Exercise inputs ->

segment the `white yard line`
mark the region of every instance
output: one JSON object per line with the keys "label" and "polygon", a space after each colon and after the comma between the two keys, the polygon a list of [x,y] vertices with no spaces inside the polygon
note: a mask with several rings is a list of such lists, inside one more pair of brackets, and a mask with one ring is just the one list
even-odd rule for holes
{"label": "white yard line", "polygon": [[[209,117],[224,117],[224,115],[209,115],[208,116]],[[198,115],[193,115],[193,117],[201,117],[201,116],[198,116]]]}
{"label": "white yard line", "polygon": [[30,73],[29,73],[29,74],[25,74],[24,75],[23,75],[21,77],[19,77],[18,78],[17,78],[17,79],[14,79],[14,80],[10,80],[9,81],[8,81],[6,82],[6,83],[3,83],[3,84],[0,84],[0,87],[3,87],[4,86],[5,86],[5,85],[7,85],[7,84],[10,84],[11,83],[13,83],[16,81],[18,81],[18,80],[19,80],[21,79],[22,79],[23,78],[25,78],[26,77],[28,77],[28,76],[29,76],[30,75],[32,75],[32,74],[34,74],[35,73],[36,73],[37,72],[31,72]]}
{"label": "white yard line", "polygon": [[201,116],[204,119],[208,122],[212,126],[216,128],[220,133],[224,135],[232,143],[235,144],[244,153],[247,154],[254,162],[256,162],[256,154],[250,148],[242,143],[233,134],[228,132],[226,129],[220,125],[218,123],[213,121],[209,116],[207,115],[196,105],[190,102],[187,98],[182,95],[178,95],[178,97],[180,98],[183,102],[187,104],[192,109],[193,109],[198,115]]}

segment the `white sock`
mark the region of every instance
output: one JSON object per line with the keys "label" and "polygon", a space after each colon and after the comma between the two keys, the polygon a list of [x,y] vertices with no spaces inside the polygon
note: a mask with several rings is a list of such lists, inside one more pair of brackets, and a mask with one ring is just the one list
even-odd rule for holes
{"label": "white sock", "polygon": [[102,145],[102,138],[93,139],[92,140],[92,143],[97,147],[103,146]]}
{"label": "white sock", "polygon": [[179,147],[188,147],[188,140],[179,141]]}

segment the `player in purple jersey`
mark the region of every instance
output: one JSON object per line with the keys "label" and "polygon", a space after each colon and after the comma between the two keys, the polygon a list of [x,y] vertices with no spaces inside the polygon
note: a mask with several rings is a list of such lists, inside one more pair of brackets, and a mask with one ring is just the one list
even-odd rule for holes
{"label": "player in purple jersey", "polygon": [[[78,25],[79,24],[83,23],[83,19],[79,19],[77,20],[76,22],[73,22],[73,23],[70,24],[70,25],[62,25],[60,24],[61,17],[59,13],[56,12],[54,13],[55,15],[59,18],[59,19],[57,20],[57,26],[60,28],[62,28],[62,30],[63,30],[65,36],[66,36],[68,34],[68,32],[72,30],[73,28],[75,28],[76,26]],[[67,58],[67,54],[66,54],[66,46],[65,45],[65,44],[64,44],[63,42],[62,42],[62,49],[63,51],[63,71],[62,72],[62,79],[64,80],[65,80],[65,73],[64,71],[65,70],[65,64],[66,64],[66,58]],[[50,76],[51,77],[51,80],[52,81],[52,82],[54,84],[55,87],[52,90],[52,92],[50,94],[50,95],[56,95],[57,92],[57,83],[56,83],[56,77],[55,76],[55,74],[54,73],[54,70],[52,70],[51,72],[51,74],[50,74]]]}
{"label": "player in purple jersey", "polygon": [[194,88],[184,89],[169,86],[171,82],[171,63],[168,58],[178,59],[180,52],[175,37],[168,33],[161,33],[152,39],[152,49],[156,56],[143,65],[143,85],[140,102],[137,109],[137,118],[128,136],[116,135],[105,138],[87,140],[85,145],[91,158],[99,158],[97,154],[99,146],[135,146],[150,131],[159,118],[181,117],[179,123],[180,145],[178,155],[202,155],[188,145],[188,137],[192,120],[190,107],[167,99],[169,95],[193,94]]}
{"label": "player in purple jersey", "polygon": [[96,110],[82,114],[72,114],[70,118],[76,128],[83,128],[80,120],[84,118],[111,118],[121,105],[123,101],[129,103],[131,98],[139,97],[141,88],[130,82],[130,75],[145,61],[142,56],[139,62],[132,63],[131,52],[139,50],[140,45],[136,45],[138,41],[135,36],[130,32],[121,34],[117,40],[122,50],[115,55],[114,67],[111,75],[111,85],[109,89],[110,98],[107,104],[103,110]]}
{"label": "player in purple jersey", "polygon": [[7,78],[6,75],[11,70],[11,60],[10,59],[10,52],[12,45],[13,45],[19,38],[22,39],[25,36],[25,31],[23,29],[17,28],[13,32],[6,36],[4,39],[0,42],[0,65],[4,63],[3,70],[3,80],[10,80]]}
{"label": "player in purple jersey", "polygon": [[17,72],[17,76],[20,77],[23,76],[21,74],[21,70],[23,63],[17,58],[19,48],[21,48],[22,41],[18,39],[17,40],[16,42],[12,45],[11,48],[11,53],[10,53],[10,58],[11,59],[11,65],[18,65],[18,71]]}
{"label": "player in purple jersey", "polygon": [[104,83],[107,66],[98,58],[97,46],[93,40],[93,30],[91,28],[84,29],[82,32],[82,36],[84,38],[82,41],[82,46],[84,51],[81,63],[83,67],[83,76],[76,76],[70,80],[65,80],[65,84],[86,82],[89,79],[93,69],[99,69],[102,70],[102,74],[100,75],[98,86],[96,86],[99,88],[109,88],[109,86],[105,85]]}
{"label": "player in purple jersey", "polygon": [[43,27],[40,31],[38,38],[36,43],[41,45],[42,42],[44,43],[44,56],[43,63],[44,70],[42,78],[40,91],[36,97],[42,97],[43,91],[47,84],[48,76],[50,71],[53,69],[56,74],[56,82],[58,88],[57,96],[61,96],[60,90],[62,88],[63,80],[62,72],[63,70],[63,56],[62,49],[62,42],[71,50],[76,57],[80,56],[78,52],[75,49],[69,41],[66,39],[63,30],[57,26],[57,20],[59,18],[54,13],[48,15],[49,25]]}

Instructions to follow -> The records above must be repeated exactly, every one of them.

Correct result ->
segment the `white yard line`
mark the region of every instance
output: one JSON object per line with the keys "label" and "polygon", a space after each colon and after the comma between the two keys, the polygon a list of [x,y] vertices with no spaces inside the polygon
note: a mask with several rings is a list of such lists, inside one more pair of brackets, and a mask with one ring is just the one list
even-odd rule for holes
{"label": "white yard line", "polygon": [[[209,117],[224,117],[224,115],[209,115],[208,116]],[[198,115],[193,115],[193,117],[201,117],[201,116],[198,116]]]}
{"label": "white yard line", "polygon": [[30,73],[29,73],[29,74],[25,74],[24,75],[23,75],[21,77],[19,77],[18,78],[17,78],[17,79],[14,79],[14,80],[10,80],[9,81],[8,81],[6,82],[6,83],[3,83],[3,84],[0,84],[0,87],[3,87],[4,86],[5,86],[5,85],[7,85],[7,84],[10,84],[11,83],[13,83],[16,81],[18,81],[18,80],[19,80],[21,79],[22,79],[23,78],[25,78],[26,77],[28,77],[28,76],[29,76],[30,75],[32,75],[32,74],[34,74],[35,73],[36,73],[37,72],[31,72]]}
{"label": "white yard line", "polygon": [[201,116],[204,119],[208,122],[212,126],[216,128],[220,133],[224,135],[232,143],[235,144],[244,153],[247,154],[254,162],[256,162],[256,154],[250,148],[242,143],[233,134],[228,132],[226,129],[220,125],[218,123],[213,121],[209,116],[207,115],[196,105],[190,102],[187,98],[182,95],[178,95],[178,97],[180,98],[183,102],[187,104],[192,109],[193,109],[198,115]]}

segment the `white sock`
mark the region of every instance
output: one JSON object per line with the keys "label" and "polygon", a space after each colon and after the comma between the two keys, the polygon a list of [x,y] vertices with no spaces inside the polygon
note: a mask with several rings is a list of such lists, inside one more pair of brackets, and a mask with one ring is just the one list
even-odd rule for holes
{"label": "white sock", "polygon": [[102,145],[102,138],[93,139],[92,140],[92,143],[97,147],[103,146]]}
{"label": "white sock", "polygon": [[179,147],[188,147],[188,140],[179,141]]}

segment the `player in purple jersey`
mark the region of every instance
output: one JSON object per line with the keys "label" and "polygon", a space after each colon and after the comma between the two keys, the polygon a list of [x,y] vertices with no spaces inside the polygon
note: a mask with several rings is a list of such lists, inside one more pair of brackets, and a mask with one ring is just the one list
even-odd rule for holes
{"label": "player in purple jersey", "polygon": [[[78,25],[79,24],[83,23],[83,19],[79,19],[77,20],[76,22],[73,22],[73,23],[70,24],[70,25],[62,25],[60,24],[61,17],[59,13],[56,12],[54,13],[55,15],[59,18],[59,19],[57,20],[57,26],[60,28],[62,28],[62,30],[63,30],[65,36],[66,36],[68,34],[68,32],[72,30],[73,28],[75,28],[76,26]],[[67,58],[67,54],[66,54],[66,46],[65,45],[65,44],[64,44],[63,42],[62,42],[62,49],[63,51],[63,71],[62,72],[62,79],[64,80],[65,80],[65,73],[64,71],[65,70],[65,64],[66,64],[66,58]],[[50,76],[51,77],[51,80],[52,81],[52,82],[54,84],[55,87],[52,90],[52,92],[50,94],[50,95],[56,95],[57,92],[57,83],[56,83],[56,77],[55,76],[55,74],[54,73],[54,70],[52,70],[51,72],[51,74],[50,74]]]}
{"label": "player in purple jersey", "polygon": [[194,88],[184,89],[169,86],[171,82],[171,63],[168,58],[178,59],[180,52],[175,37],[168,33],[161,33],[152,39],[152,49],[156,56],[143,65],[143,85],[140,102],[137,109],[137,118],[128,136],[116,135],[105,138],[87,140],[85,145],[91,158],[99,158],[97,154],[99,146],[135,146],[150,131],[159,118],[181,117],[179,123],[180,145],[178,155],[202,155],[188,145],[188,137],[192,120],[190,107],[167,99],[169,95],[193,94]]}
{"label": "player in purple jersey", "polygon": [[96,110],[82,114],[72,114],[70,118],[76,128],[83,128],[80,120],[84,118],[111,118],[121,105],[123,101],[129,103],[131,98],[139,97],[141,88],[130,82],[130,75],[145,61],[142,56],[139,62],[132,63],[131,52],[139,50],[140,45],[136,45],[138,41],[135,36],[130,32],[121,34],[117,40],[122,50],[115,55],[114,67],[111,75],[111,85],[109,89],[110,98],[107,104],[103,110]]}
{"label": "player in purple jersey", "polygon": [[7,78],[6,75],[11,70],[11,60],[10,59],[10,52],[12,45],[13,45],[19,38],[22,39],[25,36],[25,31],[23,29],[17,28],[13,32],[6,36],[4,39],[0,42],[0,65],[4,63],[3,70],[3,80],[10,80]]}
{"label": "player in purple jersey", "polygon": [[17,72],[17,76],[20,77],[23,76],[21,74],[21,70],[23,63],[17,58],[19,48],[21,48],[22,41],[18,39],[17,40],[16,42],[12,45],[11,48],[11,53],[10,53],[10,58],[11,59],[11,65],[18,65],[18,71]]}
{"label": "player in purple jersey", "polygon": [[104,83],[107,66],[98,58],[97,46],[93,40],[93,30],[91,28],[84,29],[82,32],[82,36],[84,38],[82,41],[82,46],[84,51],[81,63],[83,67],[83,76],[76,76],[70,80],[65,80],[65,84],[86,82],[89,79],[93,69],[99,69],[102,70],[102,74],[100,75],[98,86],[96,86],[99,88],[109,88],[109,86],[105,85]]}
{"label": "player in purple jersey", "polygon": [[43,27],[40,31],[38,38],[36,43],[41,45],[42,42],[44,43],[44,56],[43,63],[44,70],[42,78],[40,91],[36,97],[42,97],[43,91],[47,84],[48,76],[50,71],[53,69],[56,74],[56,82],[58,88],[57,96],[61,96],[60,90],[62,88],[63,80],[62,72],[63,70],[63,56],[62,49],[62,42],[71,50],[76,57],[80,56],[78,52],[75,49],[69,41],[66,39],[63,30],[57,26],[57,20],[59,18],[54,13],[48,15],[49,25]]}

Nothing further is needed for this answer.